Short task -
Retype each of the lines below verbatim, with no changes to wording, spacing, or punctuation.

Raw data -
---------------
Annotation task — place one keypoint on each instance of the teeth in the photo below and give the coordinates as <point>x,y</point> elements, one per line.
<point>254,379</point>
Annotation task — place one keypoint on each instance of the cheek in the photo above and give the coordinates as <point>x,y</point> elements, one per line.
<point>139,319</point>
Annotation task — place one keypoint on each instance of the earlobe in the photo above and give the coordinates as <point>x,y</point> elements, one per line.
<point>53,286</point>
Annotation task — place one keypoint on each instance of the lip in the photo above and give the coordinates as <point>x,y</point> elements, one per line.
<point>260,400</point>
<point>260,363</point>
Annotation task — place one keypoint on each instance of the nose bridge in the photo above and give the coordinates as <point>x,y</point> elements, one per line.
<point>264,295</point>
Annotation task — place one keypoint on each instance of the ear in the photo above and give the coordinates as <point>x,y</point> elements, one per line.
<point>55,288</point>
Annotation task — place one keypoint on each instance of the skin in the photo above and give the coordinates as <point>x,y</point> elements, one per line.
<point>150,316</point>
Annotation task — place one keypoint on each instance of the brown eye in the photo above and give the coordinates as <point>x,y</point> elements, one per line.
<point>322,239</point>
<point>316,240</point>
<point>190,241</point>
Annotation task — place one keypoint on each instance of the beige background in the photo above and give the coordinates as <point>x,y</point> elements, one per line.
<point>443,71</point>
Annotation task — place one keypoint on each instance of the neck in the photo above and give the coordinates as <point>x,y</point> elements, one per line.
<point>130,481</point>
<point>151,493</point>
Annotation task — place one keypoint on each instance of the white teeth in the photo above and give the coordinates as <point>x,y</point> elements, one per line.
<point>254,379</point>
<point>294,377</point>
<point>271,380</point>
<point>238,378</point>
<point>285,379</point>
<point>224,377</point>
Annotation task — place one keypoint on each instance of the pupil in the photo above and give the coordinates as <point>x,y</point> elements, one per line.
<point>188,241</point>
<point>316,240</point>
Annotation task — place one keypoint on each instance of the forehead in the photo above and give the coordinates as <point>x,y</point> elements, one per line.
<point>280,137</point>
---------------
The output -
Annotation task — place one keypoint on each instance of the teeth in the photo below and give the coordinates as <point>x,y</point> elements, one per line.
<point>254,379</point>
Annotation task — place one keypoint on each instance of the cheek in the photo above and give the coordinates as <point>x,y</point> elements, one per line.
<point>139,319</point>
Annotation task — place one keypoint on each instance of the earlobe in the photo above and give the coordinates as <point>x,y</point> elements, one per line.
<point>53,286</point>
Annotation task — place one keypoint on each instance of the lip in the photo above and give the coordinates as <point>x,y</point> elements, one per line.
<point>260,400</point>
<point>260,363</point>
Annotation task — place one keypoint on each instance of the nose bridge in the photo above and give the coordinates as <point>x,y</point> elements, one per line.
<point>264,295</point>
Annotation task — place one keypoint on each instance of the ear in the photo above and give the coordinates as <point>x,y</point> elements, one per line.
<point>55,288</point>
Annotation task — place one keypoint on each instance of the skin in the photo above and give the coordinates as <point>x,y</point> elements, one per line.
<point>150,316</point>
Annotation task — place one keypoint on each instance of the brown eye in the photo above and give the coordinates as <point>x,y</point> elements, one per line.
<point>322,239</point>
<point>316,240</point>
<point>190,241</point>
Annotation task — place one keypoint on each instance of the beige background in the photo above and give the coordinates as <point>x,y</point> elements, one per line.
<point>443,71</point>
Annotation task — place one keypoint on each instance of the neck in the photo above and give the coordinates as <point>x,y</point> elements, one per line.
<point>130,481</point>
<point>151,493</point>
Annotation task — place one keypoint on each instance of the white teeth in the photo above and give the coordinates as <point>x,y</point> elements, one per line.
<point>254,379</point>
<point>294,377</point>
<point>271,380</point>
<point>238,378</point>
<point>285,379</point>
<point>224,377</point>
Annotation task — place one keypoint on each instance of the pupil in the photo above and give the coordinates as <point>x,y</point> elements, one per line.
<point>188,241</point>
<point>316,240</point>
Annotation task — place one keypoint on each instance of the forehead in the photo above and give the coordinates as <point>x,y</point> elements, one per line.
<point>280,137</point>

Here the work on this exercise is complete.